Data items:
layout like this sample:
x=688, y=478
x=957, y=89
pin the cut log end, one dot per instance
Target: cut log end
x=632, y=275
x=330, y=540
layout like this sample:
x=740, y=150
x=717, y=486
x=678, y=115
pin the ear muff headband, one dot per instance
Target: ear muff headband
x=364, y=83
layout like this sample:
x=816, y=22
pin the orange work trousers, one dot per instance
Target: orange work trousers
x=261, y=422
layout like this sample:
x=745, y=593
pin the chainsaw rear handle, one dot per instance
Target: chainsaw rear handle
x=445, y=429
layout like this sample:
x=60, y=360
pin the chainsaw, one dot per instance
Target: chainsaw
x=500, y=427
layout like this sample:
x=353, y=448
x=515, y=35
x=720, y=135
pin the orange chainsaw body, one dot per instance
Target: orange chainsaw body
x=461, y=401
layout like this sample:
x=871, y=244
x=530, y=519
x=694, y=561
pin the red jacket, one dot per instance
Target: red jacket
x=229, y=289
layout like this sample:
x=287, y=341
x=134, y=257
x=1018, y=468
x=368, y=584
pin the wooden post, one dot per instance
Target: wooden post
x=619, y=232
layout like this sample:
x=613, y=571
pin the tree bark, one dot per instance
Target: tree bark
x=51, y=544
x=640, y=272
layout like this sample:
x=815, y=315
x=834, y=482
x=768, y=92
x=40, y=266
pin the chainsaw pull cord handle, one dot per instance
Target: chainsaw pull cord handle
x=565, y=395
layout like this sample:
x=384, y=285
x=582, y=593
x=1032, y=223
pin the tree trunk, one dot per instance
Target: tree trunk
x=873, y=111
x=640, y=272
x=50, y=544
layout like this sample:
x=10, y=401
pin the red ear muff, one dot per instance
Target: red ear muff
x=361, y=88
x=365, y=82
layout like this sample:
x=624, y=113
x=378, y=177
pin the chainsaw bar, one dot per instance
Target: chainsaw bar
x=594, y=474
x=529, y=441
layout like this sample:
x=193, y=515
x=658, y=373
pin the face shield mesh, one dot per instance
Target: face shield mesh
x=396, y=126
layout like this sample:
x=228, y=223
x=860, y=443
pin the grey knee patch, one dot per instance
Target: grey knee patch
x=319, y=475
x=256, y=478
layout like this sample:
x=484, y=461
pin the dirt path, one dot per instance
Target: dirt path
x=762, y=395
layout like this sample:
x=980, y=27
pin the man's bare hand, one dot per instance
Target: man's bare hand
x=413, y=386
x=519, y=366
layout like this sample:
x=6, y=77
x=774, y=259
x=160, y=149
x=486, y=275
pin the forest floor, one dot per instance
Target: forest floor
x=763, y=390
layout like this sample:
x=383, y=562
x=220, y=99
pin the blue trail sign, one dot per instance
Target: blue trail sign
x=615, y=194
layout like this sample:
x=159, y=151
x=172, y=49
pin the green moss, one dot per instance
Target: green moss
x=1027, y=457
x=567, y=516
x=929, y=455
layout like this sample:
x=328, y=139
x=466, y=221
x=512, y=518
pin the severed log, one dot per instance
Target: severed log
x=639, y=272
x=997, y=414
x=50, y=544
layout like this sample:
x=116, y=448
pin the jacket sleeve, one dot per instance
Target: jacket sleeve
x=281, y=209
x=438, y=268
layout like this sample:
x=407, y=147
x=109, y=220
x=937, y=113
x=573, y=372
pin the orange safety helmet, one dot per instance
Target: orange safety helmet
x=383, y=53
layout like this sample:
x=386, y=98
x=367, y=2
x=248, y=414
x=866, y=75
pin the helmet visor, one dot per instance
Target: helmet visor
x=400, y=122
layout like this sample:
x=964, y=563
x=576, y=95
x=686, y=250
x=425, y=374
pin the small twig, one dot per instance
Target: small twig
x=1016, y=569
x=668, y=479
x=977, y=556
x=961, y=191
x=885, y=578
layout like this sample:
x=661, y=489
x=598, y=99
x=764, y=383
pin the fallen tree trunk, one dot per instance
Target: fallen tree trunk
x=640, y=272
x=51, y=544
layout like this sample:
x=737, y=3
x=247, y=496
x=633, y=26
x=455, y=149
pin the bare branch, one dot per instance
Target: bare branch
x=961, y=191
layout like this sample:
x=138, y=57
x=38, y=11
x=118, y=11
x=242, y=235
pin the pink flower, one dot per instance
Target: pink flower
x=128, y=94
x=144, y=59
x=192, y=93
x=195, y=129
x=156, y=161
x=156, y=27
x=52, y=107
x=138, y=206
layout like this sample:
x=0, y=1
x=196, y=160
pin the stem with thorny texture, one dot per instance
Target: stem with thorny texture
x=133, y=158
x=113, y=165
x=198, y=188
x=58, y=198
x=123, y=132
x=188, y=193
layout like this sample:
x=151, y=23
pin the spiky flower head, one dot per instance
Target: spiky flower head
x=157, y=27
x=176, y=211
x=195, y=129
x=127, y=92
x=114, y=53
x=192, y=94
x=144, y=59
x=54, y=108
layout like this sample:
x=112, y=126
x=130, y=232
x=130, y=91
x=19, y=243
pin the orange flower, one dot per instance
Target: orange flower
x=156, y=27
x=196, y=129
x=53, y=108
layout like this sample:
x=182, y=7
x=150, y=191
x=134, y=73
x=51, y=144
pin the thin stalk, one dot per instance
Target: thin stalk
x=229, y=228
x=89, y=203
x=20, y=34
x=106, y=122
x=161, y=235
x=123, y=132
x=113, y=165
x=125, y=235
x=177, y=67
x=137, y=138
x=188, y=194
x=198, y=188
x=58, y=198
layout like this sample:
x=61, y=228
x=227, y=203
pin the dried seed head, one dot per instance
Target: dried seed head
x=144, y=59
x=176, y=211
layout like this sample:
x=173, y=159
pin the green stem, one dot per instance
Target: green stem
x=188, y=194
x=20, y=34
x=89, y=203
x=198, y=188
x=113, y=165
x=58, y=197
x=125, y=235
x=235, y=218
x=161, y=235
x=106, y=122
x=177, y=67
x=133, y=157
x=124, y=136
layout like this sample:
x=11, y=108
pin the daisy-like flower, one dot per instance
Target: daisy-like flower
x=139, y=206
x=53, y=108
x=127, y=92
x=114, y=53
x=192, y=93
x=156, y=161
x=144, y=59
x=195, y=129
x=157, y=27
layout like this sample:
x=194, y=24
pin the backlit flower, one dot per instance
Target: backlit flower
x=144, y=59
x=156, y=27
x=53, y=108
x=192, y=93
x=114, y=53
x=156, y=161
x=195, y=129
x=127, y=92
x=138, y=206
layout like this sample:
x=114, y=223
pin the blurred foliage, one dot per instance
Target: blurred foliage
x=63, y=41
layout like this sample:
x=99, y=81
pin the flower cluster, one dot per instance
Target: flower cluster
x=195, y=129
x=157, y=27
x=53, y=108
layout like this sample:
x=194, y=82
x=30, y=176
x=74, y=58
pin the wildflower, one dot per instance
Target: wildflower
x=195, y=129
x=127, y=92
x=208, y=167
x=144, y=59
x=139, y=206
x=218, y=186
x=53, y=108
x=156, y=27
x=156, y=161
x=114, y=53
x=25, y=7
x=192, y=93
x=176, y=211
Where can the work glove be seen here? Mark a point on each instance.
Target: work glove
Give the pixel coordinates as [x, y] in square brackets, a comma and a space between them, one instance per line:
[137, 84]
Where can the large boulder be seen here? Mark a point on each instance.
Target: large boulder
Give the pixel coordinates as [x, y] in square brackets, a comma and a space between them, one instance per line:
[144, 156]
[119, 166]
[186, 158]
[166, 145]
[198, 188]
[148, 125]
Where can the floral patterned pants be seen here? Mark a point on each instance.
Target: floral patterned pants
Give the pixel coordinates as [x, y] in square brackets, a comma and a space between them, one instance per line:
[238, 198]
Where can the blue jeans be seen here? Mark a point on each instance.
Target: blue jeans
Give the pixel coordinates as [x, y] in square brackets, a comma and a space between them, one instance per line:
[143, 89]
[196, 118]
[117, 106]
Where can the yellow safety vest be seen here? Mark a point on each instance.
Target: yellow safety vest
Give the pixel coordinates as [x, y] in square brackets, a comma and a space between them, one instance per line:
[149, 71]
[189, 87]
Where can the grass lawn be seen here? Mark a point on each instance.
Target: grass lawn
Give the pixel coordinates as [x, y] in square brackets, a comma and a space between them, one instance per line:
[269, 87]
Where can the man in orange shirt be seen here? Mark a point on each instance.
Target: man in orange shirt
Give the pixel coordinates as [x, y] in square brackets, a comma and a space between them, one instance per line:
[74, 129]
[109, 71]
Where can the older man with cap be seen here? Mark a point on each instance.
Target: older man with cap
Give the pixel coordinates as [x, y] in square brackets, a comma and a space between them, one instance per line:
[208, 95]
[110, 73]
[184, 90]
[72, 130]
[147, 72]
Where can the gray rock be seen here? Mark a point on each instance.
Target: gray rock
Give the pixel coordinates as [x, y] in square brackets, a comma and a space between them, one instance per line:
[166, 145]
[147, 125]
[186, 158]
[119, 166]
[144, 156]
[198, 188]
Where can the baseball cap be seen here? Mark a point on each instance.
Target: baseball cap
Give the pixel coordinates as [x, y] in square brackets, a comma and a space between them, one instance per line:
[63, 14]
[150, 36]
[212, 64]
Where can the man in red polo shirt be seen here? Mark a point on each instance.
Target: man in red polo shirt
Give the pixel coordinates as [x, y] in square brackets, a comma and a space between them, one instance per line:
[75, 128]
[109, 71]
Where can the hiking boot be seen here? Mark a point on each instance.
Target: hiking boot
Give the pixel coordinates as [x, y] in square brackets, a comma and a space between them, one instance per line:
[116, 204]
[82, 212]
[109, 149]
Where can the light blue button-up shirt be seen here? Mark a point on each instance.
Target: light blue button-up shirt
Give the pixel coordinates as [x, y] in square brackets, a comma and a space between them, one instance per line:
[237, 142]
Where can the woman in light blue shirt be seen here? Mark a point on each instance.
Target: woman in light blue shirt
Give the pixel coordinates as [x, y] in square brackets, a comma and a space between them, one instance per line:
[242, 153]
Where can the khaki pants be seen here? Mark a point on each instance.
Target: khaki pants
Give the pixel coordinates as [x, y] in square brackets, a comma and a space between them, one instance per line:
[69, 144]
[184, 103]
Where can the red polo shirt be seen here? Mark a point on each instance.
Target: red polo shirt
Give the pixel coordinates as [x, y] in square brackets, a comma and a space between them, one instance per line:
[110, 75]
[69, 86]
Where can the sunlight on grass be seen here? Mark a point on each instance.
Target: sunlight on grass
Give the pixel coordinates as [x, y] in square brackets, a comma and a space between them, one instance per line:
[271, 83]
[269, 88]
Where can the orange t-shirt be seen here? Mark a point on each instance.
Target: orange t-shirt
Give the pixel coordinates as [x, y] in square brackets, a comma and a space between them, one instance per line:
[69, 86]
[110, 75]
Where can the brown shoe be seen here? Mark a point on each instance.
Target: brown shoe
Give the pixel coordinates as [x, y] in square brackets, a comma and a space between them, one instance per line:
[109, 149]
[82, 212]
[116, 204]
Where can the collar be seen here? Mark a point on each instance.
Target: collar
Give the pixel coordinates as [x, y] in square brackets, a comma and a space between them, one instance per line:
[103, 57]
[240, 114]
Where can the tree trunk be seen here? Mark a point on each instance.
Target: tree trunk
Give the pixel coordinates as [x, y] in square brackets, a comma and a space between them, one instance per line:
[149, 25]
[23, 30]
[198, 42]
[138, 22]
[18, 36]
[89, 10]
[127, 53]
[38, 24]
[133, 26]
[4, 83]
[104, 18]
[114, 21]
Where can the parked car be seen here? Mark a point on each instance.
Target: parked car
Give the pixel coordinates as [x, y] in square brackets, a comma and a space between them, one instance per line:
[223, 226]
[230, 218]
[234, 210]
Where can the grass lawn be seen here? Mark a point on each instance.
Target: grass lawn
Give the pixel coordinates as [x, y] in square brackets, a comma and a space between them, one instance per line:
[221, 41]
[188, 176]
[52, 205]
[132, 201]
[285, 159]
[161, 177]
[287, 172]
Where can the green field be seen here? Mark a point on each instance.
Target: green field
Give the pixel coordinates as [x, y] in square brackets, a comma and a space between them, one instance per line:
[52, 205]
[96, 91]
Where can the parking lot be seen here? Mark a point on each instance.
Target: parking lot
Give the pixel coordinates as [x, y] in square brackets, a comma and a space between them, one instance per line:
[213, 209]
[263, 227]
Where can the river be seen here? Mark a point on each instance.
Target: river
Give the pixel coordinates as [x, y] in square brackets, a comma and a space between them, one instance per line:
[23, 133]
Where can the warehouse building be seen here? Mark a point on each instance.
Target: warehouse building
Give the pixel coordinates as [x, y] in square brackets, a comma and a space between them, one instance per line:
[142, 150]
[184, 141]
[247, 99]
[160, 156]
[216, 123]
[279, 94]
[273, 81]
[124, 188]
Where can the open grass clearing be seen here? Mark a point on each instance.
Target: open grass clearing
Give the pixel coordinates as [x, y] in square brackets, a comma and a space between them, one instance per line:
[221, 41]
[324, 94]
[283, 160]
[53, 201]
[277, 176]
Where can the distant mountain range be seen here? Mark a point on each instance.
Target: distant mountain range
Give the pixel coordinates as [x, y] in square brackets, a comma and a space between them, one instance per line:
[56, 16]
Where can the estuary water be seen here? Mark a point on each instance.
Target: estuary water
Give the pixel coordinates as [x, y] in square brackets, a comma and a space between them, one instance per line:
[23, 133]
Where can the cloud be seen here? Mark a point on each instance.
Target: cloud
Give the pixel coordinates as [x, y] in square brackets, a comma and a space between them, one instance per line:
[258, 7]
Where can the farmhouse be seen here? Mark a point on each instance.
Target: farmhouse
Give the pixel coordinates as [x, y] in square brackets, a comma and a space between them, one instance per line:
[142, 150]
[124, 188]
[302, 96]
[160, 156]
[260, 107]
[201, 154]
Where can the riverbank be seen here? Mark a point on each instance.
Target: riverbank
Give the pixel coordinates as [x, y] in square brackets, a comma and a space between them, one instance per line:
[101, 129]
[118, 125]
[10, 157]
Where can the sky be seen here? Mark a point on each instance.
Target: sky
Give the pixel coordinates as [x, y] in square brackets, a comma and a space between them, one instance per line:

## Task goal
Rewrite the stretch from the line containing "Where can the farmhouse" through the end of the data, changing "Mark a point" to "Put a dot" and keeping everything else the same.

## Expected answer
Where can the farmhouse be seen here? Put a dot on each instance.
Target: farmhouse
Give the pixel coordinates as [x, y] in square brackets, a comma and a space between them, one instance per line:
[142, 150]
[124, 188]
[302, 96]
[160, 156]
[260, 107]
[201, 154]
Where can the riverbank be seen here? Put a dot on each instance.
Target: riverbank
Give the pixel coordinates as [x, y] in square brackets, a comma and a space between them, one instance per line:
[101, 129]
[118, 125]
[10, 157]
Where can the sky be seen here? Put a dot on each instance.
Target: sky
Give the pixel coordinates as [x, y] in square brackets, a comma and a space between them, one instance per line:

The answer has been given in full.